» Set exercise:
Reproduce verbatim the lines of the items below, from the line containing "job | pin one point per instance of the deck board" to the line containing "[(321, 167), (375, 176), (15, 171), (425, 199)]", including both of those lines.

Entries for labeling object positions:
+ + + + + + +

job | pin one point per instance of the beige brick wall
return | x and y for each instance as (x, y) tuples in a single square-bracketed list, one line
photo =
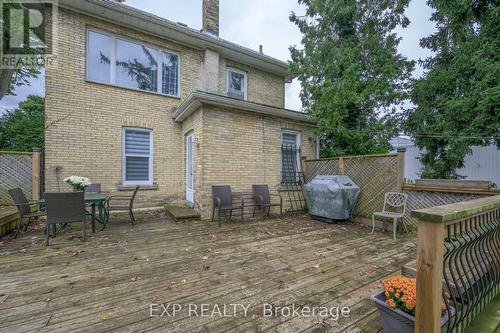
[(84, 123), (84, 120)]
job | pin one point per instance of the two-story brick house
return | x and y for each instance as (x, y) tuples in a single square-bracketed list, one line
[(134, 99)]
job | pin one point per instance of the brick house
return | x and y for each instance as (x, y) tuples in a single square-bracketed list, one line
[(134, 99)]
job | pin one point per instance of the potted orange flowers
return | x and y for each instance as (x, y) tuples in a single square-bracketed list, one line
[(397, 302)]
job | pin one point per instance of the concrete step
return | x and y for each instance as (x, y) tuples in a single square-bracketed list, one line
[(181, 212)]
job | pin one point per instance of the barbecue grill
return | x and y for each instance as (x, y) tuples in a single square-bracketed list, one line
[(331, 198)]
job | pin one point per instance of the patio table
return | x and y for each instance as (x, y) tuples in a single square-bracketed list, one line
[(93, 200)]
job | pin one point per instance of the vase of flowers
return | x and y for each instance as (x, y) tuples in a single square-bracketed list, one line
[(77, 183), (396, 305)]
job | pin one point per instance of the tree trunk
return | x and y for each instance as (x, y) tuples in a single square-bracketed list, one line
[(6, 76)]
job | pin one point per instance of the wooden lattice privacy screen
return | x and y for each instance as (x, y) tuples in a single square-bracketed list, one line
[(427, 199), (374, 174), (15, 171)]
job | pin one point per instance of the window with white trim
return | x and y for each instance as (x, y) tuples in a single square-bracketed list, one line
[(237, 83), (290, 157), (126, 63), (137, 161)]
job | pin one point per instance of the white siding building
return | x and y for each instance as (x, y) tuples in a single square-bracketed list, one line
[(482, 164)]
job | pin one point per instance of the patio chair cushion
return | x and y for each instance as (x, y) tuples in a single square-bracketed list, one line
[(261, 195), (223, 192)]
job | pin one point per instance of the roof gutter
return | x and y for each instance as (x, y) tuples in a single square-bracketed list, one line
[(124, 15), (198, 98)]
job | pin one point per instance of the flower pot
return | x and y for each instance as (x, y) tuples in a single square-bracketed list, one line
[(395, 320)]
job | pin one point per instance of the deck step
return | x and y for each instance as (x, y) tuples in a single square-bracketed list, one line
[(181, 212)]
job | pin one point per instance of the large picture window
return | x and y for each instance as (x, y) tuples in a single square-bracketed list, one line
[(137, 157), (125, 63)]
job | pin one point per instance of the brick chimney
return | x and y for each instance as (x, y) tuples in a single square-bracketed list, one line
[(211, 17)]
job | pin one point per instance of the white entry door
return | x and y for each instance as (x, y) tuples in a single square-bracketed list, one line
[(190, 168)]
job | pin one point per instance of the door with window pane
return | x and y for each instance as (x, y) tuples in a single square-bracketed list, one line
[(190, 168), (290, 158)]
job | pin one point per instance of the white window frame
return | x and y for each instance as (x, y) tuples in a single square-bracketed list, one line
[(298, 140), (112, 74), (245, 80), (149, 182)]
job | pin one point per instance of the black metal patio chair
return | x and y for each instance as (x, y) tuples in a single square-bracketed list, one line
[(223, 201), (63, 208), (262, 198), (93, 188), (121, 203), (24, 208)]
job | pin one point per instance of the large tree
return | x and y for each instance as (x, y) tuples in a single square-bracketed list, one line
[(23, 128), (351, 74), (10, 78), (457, 101)]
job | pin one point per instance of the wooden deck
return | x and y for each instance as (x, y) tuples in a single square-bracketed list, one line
[(109, 283)]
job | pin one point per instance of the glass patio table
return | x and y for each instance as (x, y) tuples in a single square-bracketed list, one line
[(95, 201)]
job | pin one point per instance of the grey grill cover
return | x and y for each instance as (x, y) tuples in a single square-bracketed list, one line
[(331, 197)]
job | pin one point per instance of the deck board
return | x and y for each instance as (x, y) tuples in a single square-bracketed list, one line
[(108, 283)]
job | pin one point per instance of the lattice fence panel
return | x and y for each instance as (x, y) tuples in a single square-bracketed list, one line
[(321, 167), (375, 176), (15, 171), (425, 199)]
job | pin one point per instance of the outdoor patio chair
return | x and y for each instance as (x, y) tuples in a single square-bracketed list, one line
[(262, 198), (394, 207), (93, 188), (121, 203), (223, 201), (63, 208), (24, 208)]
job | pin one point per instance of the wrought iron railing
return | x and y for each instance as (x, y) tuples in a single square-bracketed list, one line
[(471, 266), (458, 263)]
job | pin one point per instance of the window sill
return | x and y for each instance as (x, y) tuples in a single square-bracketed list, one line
[(131, 89), (121, 187)]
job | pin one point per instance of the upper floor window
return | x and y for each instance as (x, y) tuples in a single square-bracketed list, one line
[(116, 60), (290, 157), (237, 83)]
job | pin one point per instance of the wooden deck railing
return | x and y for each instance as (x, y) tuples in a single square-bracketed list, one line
[(458, 262)]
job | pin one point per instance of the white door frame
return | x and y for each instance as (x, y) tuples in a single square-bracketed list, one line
[(189, 141)]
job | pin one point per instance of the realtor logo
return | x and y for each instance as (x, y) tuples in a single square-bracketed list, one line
[(27, 28)]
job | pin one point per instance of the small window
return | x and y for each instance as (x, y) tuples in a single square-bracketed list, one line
[(99, 57), (137, 159), (290, 157), (236, 83)]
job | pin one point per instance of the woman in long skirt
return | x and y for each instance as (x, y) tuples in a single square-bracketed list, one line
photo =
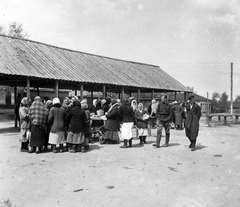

+ + + + + + +

» Completed task:
job | pin one point per instance of the deck board
return | x and y for each instance as (x, y) tuples in a single square-bracketed list, one line
[(108, 283)]
job | pin one point per instance of the lattice fence panel
return | x and y for each instance as (x, y) tuples in a single square-bracketed list, one line
[(321, 167), (375, 176), (15, 171), (425, 199)]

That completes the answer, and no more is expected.